## start Extracted entries
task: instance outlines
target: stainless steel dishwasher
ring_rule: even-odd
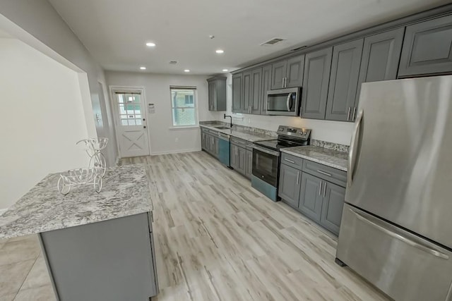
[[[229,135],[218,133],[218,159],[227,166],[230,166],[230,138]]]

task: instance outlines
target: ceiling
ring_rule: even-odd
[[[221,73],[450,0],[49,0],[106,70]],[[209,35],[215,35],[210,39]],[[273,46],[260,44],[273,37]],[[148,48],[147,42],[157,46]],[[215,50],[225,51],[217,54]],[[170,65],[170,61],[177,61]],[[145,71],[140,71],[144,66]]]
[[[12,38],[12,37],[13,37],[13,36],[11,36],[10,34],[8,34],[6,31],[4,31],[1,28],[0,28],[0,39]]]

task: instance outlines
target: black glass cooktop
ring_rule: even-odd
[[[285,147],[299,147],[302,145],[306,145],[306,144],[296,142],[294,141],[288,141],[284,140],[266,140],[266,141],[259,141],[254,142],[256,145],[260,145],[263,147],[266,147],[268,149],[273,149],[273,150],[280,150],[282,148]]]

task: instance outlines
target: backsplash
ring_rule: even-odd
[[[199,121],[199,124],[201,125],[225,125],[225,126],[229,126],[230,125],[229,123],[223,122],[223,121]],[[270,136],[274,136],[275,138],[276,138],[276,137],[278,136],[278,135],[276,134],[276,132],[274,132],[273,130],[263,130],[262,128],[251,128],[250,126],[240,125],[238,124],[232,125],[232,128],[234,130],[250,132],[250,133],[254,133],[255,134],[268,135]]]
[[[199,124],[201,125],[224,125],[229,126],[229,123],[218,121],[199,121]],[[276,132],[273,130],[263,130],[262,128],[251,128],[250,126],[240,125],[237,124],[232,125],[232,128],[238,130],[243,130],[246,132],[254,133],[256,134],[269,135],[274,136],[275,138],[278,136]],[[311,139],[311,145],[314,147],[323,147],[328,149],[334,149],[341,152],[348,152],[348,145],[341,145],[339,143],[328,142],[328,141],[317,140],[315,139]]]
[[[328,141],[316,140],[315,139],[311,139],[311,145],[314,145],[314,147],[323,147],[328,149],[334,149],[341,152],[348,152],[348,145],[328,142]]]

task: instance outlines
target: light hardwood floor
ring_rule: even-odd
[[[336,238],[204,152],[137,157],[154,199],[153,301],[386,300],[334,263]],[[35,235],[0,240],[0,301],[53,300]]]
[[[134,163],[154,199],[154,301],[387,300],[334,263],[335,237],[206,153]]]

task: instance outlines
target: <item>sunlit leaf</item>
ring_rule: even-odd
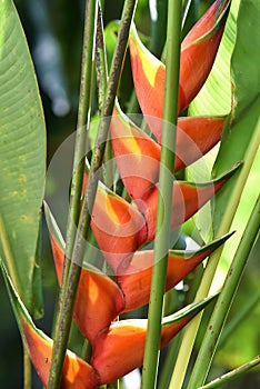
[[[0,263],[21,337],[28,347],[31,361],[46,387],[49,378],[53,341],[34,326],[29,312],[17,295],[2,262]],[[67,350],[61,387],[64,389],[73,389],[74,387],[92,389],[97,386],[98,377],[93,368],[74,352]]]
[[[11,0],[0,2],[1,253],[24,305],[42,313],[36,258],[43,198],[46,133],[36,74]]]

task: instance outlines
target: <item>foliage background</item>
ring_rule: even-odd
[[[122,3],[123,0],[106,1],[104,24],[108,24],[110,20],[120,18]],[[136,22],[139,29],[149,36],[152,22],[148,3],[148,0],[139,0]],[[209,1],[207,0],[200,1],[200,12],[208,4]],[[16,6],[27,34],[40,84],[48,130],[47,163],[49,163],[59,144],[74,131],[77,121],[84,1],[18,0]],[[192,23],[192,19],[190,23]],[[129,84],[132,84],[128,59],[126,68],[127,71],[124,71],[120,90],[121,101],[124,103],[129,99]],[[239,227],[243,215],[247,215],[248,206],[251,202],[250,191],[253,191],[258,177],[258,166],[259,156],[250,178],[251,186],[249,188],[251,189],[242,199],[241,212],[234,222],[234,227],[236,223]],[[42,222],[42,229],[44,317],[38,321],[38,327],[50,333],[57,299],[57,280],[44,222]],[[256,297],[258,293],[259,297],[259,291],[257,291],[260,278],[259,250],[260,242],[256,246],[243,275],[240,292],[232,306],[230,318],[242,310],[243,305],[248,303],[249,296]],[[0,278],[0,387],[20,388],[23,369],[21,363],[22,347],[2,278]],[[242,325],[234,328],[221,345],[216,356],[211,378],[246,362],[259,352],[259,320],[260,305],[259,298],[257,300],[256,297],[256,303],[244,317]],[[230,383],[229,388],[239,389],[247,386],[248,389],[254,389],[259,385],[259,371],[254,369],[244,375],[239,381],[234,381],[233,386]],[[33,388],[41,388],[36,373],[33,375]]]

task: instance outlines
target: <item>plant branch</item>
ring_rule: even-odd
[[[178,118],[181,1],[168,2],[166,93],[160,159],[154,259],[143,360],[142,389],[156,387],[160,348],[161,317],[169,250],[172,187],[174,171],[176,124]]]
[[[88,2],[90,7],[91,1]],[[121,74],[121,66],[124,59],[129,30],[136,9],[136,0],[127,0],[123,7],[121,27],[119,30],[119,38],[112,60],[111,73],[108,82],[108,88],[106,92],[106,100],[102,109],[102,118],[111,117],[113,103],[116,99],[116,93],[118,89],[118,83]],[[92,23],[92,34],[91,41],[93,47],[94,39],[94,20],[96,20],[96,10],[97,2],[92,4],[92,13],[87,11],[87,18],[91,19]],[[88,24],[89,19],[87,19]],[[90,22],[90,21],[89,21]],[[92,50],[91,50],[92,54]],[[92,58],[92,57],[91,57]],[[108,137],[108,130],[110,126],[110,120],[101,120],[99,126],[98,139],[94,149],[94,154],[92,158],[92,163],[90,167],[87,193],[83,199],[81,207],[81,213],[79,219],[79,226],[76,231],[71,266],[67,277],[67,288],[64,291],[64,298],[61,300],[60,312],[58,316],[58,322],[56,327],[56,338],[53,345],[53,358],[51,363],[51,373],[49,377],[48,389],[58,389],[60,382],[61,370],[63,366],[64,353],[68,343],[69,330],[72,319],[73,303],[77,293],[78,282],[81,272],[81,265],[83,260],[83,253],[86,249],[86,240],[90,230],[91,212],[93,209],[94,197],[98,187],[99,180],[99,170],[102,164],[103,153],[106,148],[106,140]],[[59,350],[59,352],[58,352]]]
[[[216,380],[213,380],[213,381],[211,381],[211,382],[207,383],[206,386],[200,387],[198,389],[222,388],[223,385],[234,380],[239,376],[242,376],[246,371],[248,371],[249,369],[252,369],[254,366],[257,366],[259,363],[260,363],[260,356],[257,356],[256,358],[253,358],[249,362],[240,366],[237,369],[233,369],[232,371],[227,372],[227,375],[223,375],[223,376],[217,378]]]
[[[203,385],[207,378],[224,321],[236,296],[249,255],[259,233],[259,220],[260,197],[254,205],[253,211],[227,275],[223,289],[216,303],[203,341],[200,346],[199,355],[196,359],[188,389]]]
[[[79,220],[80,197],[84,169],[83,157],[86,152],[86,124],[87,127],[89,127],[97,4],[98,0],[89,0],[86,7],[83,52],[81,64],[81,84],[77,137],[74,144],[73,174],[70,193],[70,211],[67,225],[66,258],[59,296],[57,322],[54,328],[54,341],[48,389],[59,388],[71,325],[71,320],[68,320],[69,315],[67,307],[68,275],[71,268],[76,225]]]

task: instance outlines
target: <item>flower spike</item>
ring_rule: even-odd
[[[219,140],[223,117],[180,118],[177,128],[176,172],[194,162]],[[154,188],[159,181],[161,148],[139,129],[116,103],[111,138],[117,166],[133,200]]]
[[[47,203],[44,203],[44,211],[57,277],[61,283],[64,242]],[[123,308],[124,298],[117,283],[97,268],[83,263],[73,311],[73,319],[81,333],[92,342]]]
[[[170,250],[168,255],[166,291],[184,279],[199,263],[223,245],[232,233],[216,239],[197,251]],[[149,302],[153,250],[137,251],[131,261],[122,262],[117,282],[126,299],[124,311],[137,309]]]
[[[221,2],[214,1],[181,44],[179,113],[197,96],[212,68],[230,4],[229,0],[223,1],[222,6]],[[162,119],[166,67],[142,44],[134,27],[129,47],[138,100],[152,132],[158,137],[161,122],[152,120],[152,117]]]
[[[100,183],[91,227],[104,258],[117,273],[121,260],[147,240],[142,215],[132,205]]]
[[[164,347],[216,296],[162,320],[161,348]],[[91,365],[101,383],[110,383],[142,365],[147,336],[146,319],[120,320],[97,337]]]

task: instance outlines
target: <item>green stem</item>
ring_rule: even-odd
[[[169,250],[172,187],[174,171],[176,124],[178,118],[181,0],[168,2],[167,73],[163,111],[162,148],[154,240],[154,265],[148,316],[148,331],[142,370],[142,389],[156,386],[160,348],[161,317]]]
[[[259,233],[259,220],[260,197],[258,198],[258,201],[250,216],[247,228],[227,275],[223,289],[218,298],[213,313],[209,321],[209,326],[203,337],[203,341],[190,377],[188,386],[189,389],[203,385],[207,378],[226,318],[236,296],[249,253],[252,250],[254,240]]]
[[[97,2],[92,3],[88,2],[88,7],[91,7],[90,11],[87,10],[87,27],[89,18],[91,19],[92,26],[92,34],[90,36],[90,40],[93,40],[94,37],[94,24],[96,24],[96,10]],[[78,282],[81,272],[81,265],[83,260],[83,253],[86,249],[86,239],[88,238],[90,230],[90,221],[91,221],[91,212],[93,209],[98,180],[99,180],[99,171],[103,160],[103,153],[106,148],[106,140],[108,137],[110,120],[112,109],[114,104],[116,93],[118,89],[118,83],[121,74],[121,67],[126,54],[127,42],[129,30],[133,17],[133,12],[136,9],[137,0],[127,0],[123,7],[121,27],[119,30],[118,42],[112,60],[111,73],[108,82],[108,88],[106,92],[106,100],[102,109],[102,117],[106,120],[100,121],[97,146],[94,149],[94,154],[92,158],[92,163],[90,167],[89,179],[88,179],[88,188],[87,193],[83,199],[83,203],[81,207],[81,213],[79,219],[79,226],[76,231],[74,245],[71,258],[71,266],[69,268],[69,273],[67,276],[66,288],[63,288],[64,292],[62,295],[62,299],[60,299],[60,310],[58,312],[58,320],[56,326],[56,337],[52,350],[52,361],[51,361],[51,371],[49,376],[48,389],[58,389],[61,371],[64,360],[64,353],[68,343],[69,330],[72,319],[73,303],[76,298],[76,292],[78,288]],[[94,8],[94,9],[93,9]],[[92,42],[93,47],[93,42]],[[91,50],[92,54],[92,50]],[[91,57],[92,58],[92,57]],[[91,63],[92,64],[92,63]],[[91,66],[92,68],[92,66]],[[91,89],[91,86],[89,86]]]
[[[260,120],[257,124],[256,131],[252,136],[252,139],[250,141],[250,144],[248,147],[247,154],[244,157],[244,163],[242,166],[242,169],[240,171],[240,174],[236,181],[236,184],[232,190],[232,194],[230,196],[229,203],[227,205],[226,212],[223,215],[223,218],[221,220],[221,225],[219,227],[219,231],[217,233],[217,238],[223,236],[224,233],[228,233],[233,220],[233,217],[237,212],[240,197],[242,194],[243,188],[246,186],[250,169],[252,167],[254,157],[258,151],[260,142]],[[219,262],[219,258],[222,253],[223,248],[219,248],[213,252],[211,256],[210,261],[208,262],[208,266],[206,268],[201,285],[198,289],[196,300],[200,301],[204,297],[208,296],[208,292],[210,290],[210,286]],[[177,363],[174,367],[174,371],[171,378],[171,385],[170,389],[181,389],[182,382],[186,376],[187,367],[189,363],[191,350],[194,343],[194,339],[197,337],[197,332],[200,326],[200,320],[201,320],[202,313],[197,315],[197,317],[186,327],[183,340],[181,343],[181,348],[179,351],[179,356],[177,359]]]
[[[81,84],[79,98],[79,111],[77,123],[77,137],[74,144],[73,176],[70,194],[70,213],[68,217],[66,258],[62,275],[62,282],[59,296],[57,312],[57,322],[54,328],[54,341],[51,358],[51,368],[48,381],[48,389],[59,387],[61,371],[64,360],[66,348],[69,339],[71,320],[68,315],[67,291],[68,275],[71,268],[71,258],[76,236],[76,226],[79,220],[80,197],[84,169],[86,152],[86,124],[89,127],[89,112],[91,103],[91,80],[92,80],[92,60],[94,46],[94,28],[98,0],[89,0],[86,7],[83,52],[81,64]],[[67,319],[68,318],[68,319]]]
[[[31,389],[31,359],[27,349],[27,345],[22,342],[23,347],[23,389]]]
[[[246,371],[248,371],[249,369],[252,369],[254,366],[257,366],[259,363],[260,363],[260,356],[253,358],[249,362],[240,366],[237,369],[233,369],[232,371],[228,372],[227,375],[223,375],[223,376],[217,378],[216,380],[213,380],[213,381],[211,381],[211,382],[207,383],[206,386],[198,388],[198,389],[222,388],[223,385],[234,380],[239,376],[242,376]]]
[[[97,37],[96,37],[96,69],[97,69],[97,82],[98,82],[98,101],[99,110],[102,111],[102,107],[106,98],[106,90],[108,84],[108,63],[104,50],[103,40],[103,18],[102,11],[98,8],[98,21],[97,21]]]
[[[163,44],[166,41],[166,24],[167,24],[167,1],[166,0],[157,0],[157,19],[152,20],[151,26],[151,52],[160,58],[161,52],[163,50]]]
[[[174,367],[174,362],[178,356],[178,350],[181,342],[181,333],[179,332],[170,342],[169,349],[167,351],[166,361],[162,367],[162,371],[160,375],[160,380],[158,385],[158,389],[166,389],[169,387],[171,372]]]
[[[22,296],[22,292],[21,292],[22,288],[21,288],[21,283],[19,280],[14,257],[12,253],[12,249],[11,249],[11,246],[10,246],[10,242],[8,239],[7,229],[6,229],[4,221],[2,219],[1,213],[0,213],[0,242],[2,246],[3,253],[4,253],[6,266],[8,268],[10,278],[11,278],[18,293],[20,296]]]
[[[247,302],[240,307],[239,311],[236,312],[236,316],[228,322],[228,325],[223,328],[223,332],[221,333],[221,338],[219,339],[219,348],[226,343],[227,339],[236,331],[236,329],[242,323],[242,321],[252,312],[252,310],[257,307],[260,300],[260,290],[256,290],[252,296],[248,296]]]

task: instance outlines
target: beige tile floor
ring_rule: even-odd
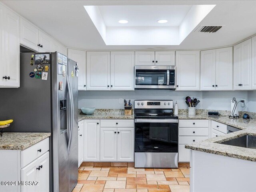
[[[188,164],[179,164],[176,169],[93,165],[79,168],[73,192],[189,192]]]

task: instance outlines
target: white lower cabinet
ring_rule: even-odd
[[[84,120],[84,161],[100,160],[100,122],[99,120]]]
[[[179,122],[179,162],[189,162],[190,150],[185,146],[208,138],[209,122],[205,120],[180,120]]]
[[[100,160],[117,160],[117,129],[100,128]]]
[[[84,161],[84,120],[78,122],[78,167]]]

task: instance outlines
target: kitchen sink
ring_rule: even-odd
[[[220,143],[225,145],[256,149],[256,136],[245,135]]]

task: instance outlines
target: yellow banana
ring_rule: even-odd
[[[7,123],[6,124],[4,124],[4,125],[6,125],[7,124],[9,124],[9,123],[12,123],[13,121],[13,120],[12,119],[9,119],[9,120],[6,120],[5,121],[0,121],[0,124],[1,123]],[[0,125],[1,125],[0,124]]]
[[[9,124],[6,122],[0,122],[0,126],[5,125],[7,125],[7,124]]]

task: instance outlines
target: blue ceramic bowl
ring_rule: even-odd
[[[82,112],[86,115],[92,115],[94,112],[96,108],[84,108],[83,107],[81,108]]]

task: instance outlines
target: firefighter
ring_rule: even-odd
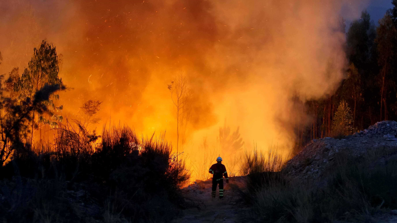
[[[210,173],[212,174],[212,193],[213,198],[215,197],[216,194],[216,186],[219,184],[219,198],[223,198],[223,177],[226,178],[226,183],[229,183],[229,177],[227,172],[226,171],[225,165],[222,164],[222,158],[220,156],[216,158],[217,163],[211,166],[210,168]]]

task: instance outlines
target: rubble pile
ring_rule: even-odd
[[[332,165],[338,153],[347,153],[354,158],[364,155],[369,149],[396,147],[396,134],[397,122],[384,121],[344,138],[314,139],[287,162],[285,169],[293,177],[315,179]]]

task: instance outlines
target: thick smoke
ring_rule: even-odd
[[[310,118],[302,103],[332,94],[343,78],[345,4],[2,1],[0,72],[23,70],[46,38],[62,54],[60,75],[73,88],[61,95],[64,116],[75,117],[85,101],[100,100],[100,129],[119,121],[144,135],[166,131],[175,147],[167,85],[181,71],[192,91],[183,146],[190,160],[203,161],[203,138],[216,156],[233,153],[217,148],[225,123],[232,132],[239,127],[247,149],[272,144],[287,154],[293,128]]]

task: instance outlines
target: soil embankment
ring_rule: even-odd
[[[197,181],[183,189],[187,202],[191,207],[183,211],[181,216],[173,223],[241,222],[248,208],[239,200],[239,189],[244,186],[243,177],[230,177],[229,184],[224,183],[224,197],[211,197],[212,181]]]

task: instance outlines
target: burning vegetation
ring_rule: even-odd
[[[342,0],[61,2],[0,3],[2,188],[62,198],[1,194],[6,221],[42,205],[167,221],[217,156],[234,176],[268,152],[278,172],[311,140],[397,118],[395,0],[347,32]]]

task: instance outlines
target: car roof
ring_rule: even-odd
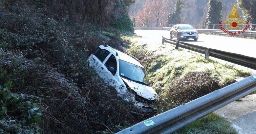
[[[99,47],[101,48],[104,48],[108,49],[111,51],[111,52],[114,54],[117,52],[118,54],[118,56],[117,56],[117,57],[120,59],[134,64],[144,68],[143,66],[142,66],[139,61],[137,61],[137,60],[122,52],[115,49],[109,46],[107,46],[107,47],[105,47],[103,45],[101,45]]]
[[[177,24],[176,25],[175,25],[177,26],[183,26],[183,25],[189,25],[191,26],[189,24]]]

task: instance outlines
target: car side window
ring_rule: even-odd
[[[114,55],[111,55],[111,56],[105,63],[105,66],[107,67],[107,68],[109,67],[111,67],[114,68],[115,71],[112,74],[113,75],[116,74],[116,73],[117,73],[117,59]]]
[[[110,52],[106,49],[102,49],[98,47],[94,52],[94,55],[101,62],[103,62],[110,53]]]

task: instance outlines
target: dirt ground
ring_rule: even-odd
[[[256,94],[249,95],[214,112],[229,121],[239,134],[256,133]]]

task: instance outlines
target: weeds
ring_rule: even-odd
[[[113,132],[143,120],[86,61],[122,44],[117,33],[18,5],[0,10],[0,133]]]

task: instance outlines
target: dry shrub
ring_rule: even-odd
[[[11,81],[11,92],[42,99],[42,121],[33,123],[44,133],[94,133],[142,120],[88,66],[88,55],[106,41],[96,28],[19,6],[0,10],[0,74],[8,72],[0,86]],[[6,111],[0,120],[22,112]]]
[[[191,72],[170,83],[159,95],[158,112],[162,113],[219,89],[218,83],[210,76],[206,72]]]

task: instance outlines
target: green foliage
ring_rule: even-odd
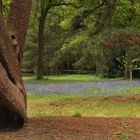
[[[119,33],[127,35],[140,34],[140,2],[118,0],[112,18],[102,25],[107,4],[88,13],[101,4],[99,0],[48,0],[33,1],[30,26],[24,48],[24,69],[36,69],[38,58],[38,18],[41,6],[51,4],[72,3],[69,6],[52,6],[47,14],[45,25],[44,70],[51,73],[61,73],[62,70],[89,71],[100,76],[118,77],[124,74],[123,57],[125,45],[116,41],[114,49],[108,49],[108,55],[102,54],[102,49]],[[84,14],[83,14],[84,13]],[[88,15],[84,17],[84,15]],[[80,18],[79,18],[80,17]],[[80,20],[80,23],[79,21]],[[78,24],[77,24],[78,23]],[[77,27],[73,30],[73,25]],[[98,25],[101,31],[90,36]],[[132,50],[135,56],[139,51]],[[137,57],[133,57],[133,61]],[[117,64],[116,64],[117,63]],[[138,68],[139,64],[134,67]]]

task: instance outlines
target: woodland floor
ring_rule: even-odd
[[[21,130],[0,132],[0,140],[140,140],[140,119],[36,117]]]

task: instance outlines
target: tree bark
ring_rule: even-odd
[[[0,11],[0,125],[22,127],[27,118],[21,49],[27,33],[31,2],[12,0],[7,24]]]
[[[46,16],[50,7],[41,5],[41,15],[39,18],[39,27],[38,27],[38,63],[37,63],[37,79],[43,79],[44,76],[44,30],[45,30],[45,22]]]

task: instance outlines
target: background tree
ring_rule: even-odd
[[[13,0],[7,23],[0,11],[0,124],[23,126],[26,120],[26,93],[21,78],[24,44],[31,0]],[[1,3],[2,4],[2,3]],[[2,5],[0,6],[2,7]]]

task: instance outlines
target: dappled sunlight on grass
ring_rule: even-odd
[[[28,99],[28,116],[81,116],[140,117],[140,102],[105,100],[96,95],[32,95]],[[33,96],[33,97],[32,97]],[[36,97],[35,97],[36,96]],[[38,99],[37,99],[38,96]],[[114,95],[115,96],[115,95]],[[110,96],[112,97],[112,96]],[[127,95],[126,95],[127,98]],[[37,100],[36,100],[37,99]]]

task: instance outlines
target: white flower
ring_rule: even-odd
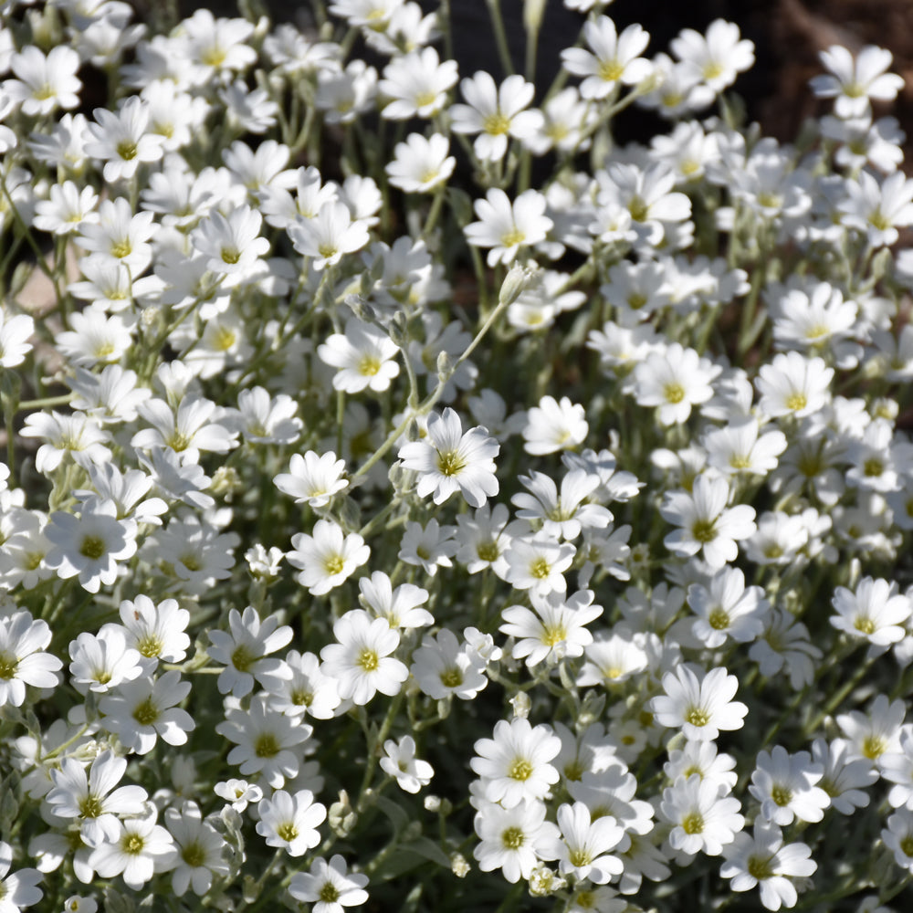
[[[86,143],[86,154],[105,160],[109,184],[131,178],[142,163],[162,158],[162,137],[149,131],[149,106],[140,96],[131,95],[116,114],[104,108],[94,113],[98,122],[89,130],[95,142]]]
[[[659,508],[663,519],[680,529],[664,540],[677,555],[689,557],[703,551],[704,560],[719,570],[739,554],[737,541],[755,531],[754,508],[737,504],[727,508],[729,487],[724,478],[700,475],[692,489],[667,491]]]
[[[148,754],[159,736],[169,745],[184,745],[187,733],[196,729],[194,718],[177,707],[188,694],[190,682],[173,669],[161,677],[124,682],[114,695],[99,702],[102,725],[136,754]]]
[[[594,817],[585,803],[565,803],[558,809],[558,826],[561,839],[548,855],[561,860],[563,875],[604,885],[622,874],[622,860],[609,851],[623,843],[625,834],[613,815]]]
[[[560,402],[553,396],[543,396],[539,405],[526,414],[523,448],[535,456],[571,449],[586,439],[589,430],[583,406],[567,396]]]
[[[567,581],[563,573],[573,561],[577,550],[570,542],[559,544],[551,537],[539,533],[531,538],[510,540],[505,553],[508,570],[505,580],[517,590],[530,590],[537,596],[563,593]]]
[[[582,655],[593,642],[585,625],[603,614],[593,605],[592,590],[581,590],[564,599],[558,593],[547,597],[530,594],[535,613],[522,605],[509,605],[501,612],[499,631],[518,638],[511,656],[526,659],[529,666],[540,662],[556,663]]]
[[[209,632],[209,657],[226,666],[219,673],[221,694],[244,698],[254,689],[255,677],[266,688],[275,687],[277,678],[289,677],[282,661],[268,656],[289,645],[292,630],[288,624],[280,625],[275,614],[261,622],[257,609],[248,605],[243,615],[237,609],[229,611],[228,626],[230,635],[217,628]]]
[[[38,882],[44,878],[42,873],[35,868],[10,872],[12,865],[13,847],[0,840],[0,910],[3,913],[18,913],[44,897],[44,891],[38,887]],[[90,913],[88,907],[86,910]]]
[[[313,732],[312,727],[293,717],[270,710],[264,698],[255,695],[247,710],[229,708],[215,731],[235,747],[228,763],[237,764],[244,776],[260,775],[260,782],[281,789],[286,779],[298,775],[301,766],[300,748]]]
## end Extracted entries
§ Your instructions: Which lines in the data above contain the string "background" with that same case? Extract every one of them.

§ Solution to the exercise:
target: <item>foliage background</item>
target: background tree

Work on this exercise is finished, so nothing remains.